Your task >>
Print the complete listing so that it matches the original exactly.

Records shown >>
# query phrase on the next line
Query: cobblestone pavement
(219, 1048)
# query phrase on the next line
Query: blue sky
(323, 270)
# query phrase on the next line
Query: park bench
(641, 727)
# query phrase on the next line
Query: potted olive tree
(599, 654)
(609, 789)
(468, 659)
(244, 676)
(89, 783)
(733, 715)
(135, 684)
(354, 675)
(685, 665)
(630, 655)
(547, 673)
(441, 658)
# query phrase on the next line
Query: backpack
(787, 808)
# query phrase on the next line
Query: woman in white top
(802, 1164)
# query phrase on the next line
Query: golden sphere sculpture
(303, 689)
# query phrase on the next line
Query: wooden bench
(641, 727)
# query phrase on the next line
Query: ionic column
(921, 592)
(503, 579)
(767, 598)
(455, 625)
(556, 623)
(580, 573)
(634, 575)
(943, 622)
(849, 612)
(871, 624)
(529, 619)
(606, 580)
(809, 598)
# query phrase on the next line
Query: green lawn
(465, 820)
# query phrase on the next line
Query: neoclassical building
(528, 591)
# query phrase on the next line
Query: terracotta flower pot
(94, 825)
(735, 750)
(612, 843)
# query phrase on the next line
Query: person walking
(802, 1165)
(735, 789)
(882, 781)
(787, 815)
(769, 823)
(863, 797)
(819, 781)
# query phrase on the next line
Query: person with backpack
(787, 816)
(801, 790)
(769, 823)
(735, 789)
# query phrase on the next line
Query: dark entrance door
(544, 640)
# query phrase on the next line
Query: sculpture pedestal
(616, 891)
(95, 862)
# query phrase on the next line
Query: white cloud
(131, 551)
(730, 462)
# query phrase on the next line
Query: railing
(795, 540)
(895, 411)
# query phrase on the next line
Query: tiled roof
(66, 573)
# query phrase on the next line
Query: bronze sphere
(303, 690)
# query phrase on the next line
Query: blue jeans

Written solution >>
# query phrase on the next line
Query: cobblestone pavement
(219, 1048)
# query phrase on the next line
Query: blue sky
(323, 270)
# query phrase on the next line
Query: park bench
(641, 727)
# query phrase on the next line
Query: potted olive tree
(599, 654)
(609, 789)
(468, 659)
(244, 676)
(89, 783)
(733, 715)
(135, 684)
(354, 675)
(685, 665)
(630, 655)
(547, 673)
(441, 658)
# query phrase on the next line
Query: backpack
(787, 808)
# query phrase on the next line
Query: woman in white top
(802, 1164)
# query phrase on the next line
Query: golden sphere sculpture
(303, 689)
# query phrase on the next line
Query: wooden bench
(641, 727)
# query phrase on the next line
Query: ionic column
(921, 592)
(503, 579)
(767, 598)
(455, 625)
(556, 623)
(580, 573)
(634, 575)
(943, 622)
(849, 612)
(871, 624)
(529, 619)
(606, 580)
(809, 598)
# query phrase on the next line
Query: green lawn
(465, 820)
# query phrase on the next line
Query: neoclassical building
(528, 591)
# query phrase on the next line
Query: terracotta flower pot
(94, 825)
(735, 750)
(612, 843)
# query phrase on the next line
Query: person walking
(802, 1165)
(735, 789)
(882, 781)
(787, 815)
(769, 823)
(863, 797)
(819, 781)
# query phrase on the next line
Query: person with backpack
(787, 816)
(801, 790)
(769, 823)
(735, 789)
# query phrase on the next line
Query: dark entrance door
(544, 640)
# query phrase on the next line
Query: sculpture pedestal
(616, 891)
(95, 862)
# query phrase on the next line
Query: white cloud
(131, 551)
(730, 462)
# query phrase on the next line
Query: railing
(795, 540)
(895, 411)
# query phrase on the next line
Query: tiled roof
(66, 573)
# query phrase on the next line
Query: bronze sphere
(303, 690)
# query phrase on the next line
Query: blue jeans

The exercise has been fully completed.